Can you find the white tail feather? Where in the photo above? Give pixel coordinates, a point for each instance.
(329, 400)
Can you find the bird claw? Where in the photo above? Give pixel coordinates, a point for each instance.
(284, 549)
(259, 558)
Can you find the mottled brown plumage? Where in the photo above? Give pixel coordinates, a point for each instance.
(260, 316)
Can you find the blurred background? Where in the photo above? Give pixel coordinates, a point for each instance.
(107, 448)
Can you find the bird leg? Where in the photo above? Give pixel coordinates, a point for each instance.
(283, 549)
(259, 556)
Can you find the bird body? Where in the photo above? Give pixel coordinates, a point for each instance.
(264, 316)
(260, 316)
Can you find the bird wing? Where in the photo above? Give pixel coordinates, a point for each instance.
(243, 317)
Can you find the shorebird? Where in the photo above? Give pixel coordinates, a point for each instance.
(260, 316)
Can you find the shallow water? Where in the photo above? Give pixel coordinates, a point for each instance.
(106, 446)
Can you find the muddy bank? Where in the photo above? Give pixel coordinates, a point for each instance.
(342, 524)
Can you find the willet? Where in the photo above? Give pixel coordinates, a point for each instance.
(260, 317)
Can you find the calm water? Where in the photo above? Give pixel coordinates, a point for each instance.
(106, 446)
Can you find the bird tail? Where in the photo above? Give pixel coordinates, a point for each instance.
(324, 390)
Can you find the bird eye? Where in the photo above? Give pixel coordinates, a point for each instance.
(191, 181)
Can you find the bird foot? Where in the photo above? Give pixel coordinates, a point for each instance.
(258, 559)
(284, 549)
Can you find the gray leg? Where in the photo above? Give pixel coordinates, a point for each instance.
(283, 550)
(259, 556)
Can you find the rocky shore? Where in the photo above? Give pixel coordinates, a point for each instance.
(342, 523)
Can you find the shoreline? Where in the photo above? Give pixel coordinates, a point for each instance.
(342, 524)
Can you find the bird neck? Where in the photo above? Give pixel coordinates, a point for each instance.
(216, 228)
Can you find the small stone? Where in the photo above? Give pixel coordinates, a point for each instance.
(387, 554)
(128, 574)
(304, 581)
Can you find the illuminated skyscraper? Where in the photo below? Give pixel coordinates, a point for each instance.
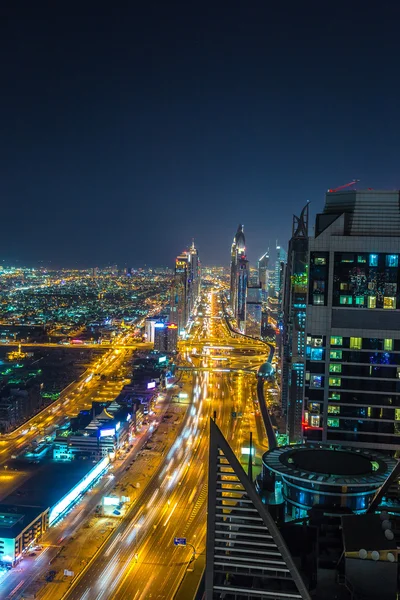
(294, 327)
(186, 287)
(239, 277)
(352, 389)
(253, 310)
(263, 273)
(347, 388)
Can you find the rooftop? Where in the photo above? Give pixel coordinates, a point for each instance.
(333, 465)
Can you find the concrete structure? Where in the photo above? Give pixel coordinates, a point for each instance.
(19, 527)
(186, 287)
(239, 279)
(333, 477)
(246, 555)
(40, 501)
(149, 328)
(263, 277)
(166, 337)
(352, 391)
(253, 310)
(294, 327)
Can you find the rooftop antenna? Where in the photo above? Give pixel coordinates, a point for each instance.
(342, 187)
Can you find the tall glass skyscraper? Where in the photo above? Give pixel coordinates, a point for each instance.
(239, 278)
(263, 273)
(352, 371)
(186, 287)
(294, 327)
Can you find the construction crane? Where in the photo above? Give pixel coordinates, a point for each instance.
(345, 185)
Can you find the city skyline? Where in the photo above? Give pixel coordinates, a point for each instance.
(112, 128)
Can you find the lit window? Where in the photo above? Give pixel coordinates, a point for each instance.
(388, 344)
(314, 421)
(347, 257)
(392, 260)
(356, 343)
(316, 381)
(319, 284)
(318, 299)
(389, 302)
(317, 354)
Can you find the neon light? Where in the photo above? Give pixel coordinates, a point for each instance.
(61, 506)
(106, 432)
(110, 501)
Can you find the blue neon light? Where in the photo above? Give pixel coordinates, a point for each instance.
(76, 491)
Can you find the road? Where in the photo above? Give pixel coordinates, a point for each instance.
(140, 561)
(75, 397)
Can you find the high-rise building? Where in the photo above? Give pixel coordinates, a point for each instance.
(165, 337)
(239, 277)
(352, 374)
(246, 554)
(149, 329)
(294, 327)
(280, 264)
(186, 287)
(194, 280)
(263, 273)
(253, 310)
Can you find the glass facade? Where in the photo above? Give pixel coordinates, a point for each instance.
(362, 283)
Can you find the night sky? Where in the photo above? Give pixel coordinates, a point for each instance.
(124, 135)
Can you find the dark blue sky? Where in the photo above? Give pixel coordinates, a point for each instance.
(124, 135)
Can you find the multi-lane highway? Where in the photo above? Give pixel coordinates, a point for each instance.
(140, 560)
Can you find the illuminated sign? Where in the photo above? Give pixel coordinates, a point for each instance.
(107, 432)
(59, 508)
(110, 501)
(247, 451)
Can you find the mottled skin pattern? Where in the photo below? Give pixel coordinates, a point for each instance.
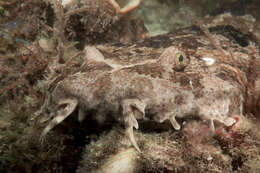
(159, 82)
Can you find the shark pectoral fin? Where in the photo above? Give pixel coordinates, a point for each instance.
(61, 115)
(129, 106)
(130, 134)
(174, 123)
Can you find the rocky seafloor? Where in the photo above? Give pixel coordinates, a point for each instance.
(89, 147)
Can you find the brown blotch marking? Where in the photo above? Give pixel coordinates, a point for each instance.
(153, 70)
(179, 100)
(101, 86)
(139, 84)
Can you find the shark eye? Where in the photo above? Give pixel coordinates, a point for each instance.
(180, 61)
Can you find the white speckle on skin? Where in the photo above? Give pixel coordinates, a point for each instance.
(209, 61)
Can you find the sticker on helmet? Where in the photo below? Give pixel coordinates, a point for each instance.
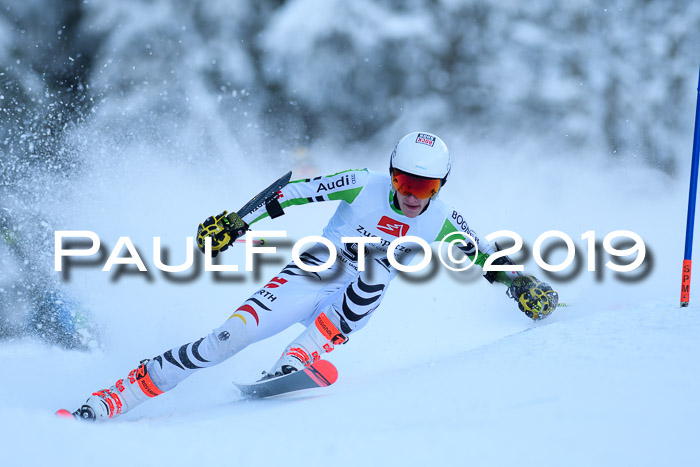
(424, 138)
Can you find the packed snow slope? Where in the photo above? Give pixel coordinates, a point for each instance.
(448, 371)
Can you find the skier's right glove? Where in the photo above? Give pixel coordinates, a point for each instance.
(223, 229)
(535, 298)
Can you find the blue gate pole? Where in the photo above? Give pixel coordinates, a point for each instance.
(687, 258)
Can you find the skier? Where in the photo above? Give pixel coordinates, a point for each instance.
(335, 302)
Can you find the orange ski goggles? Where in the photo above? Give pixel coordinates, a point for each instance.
(420, 187)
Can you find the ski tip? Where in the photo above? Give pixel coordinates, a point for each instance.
(323, 372)
(63, 413)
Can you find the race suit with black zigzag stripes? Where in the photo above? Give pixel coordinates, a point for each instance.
(332, 303)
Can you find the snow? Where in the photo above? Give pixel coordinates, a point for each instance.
(571, 118)
(447, 372)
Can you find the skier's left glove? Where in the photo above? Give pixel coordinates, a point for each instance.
(535, 298)
(223, 229)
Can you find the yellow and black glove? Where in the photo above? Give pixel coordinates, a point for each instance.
(223, 229)
(535, 298)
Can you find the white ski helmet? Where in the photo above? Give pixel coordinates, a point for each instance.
(422, 154)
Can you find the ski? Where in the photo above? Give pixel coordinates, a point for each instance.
(63, 413)
(267, 195)
(319, 374)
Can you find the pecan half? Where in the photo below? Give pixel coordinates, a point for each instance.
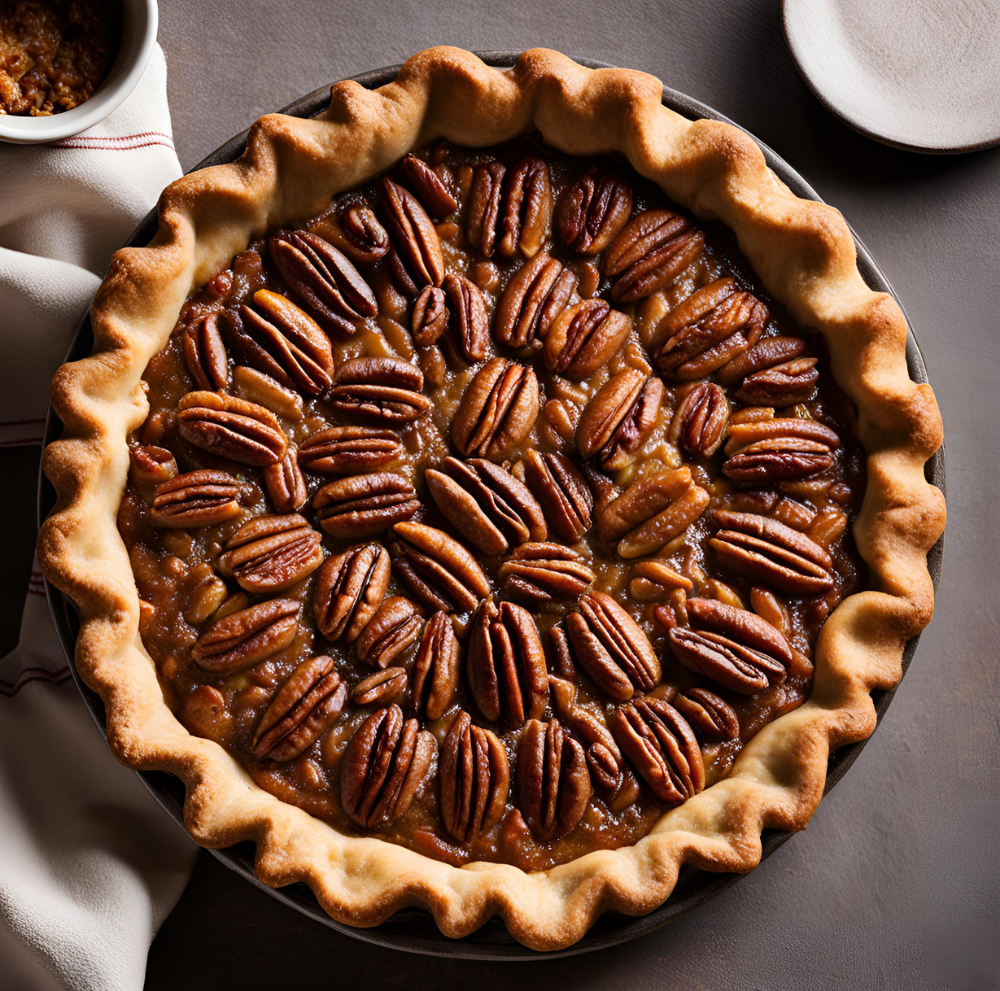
(283, 341)
(506, 664)
(593, 210)
(709, 716)
(662, 747)
(611, 647)
(436, 668)
(271, 553)
(486, 504)
(389, 632)
(348, 450)
(497, 411)
(194, 499)
(483, 211)
(231, 428)
(608, 769)
(655, 579)
(364, 505)
(427, 186)
(651, 251)
(330, 287)
(708, 329)
(652, 511)
(255, 385)
(584, 338)
(359, 235)
(248, 636)
(417, 244)
(562, 491)
(285, 484)
(205, 354)
(769, 552)
(305, 707)
(151, 465)
(735, 648)
(381, 390)
(700, 420)
(535, 295)
(384, 764)
(437, 568)
(619, 418)
(350, 587)
(470, 325)
(553, 783)
(781, 385)
(766, 353)
(544, 572)
(475, 779)
(380, 688)
(430, 316)
(526, 210)
(778, 450)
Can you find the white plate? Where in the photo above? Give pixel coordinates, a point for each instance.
(923, 75)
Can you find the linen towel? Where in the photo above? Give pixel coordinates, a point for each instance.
(89, 865)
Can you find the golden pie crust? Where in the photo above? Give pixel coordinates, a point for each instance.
(804, 255)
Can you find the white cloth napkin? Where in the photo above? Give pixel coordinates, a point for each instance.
(89, 865)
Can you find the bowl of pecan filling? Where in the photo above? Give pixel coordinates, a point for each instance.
(65, 65)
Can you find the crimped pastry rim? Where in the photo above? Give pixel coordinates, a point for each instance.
(805, 256)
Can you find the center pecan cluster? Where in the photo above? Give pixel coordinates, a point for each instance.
(471, 590)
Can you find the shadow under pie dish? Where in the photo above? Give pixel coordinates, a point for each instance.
(600, 712)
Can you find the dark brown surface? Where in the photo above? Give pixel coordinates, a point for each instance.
(892, 885)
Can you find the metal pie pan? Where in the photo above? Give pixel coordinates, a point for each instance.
(414, 930)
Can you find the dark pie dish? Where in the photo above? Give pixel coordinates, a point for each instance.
(652, 470)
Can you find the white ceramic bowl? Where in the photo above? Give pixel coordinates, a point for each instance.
(139, 22)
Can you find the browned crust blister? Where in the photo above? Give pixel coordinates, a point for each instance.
(803, 253)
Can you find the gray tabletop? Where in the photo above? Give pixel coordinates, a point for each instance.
(893, 884)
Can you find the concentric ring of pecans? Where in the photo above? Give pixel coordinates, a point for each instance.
(721, 390)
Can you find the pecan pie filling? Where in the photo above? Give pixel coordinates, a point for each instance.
(492, 511)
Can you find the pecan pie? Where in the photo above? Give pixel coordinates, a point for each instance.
(516, 490)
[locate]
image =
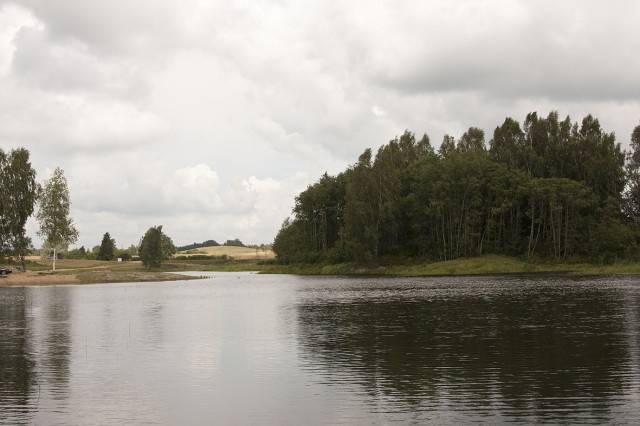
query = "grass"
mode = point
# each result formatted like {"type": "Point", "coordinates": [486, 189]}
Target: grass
{"type": "Point", "coordinates": [238, 253]}
{"type": "Point", "coordinates": [483, 265]}
{"type": "Point", "coordinates": [87, 271]}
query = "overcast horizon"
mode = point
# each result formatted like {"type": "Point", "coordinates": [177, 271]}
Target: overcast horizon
{"type": "Point", "coordinates": [209, 117]}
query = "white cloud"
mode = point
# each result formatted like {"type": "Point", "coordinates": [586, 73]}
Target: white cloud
{"type": "Point", "coordinates": [208, 116]}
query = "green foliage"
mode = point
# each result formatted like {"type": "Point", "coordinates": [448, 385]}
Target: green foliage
{"type": "Point", "coordinates": [234, 243]}
{"type": "Point", "coordinates": [56, 227]}
{"type": "Point", "coordinates": [19, 192]}
{"type": "Point", "coordinates": [549, 189]}
{"type": "Point", "coordinates": [155, 247]}
{"type": "Point", "coordinates": [208, 243]}
{"type": "Point", "coordinates": [107, 249]}
{"type": "Point", "coordinates": [79, 253]}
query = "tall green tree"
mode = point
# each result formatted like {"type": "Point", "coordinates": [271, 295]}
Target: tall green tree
{"type": "Point", "coordinates": [155, 247]}
{"type": "Point", "coordinates": [107, 248]}
{"type": "Point", "coordinates": [19, 191]}
{"type": "Point", "coordinates": [632, 169]}
{"type": "Point", "coordinates": [56, 226]}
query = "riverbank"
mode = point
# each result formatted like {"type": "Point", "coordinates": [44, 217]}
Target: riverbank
{"type": "Point", "coordinates": [92, 272]}
{"type": "Point", "coordinates": [87, 272]}
{"type": "Point", "coordinates": [484, 265]}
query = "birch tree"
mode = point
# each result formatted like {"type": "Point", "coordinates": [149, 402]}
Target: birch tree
{"type": "Point", "coordinates": [56, 227]}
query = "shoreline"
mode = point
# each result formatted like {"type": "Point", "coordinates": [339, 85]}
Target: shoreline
{"type": "Point", "coordinates": [112, 272]}
{"type": "Point", "coordinates": [44, 279]}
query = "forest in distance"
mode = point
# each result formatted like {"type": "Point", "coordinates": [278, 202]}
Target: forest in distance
{"type": "Point", "coordinates": [550, 189]}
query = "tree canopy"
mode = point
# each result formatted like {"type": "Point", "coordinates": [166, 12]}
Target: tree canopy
{"type": "Point", "coordinates": [549, 188]}
{"type": "Point", "coordinates": [107, 249]}
{"type": "Point", "coordinates": [56, 226]}
{"type": "Point", "coordinates": [19, 192]}
{"type": "Point", "coordinates": [155, 247]}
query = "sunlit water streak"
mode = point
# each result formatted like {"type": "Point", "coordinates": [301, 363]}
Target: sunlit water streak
{"type": "Point", "coordinates": [240, 348]}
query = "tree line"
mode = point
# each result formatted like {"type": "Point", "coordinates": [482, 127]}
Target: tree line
{"type": "Point", "coordinates": [550, 188]}
{"type": "Point", "coordinates": [20, 194]}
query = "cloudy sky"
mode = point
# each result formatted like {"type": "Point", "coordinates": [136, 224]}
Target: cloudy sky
{"type": "Point", "coordinates": [208, 116]}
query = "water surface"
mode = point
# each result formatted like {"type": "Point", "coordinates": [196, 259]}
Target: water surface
{"type": "Point", "coordinates": [241, 348]}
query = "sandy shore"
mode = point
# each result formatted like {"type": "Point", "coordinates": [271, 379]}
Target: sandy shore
{"type": "Point", "coordinates": [36, 278]}
{"type": "Point", "coordinates": [94, 276]}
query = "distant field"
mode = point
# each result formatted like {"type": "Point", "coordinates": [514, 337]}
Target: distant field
{"type": "Point", "coordinates": [240, 253]}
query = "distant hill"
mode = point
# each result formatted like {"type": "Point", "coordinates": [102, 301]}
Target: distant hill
{"type": "Point", "coordinates": [234, 252]}
{"type": "Point", "coordinates": [208, 243]}
{"type": "Point", "coordinates": [234, 243]}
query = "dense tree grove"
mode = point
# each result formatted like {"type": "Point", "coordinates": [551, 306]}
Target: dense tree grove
{"type": "Point", "coordinates": [550, 188]}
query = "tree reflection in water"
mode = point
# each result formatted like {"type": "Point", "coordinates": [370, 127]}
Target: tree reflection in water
{"type": "Point", "coordinates": [533, 351]}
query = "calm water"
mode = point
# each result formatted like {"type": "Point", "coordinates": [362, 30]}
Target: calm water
{"type": "Point", "coordinates": [259, 349]}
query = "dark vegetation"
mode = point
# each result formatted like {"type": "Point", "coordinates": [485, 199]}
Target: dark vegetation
{"type": "Point", "coordinates": [550, 189]}
{"type": "Point", "coordinates": [234, 243]}
{"type": "Point", "coordinates": [18, 194]}
{"type": "Point", "coordinates": [208, 243]}
{"type": "Point", "coordinates": [155, 247]}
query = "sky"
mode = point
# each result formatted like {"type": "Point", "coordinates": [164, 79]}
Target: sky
{"type": "Point", "coordinates": [208, 117]}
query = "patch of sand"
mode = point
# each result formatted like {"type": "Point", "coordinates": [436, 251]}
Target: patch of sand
{"type": "Point", "coordinates": [35, 278]}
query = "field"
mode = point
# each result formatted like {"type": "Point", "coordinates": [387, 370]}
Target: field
{"type": "Point", "coordinates": [79, 271]}
{"type": "Point", "coordinates": [238, 253]}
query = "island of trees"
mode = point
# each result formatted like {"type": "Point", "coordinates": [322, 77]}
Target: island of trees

· · · · · · ·

◆ **What you will do**: Which lines of the data contain the string "trees"? Copy each of them.

◆ **Expected answer**:
query = "island of trees"
Target: island of trees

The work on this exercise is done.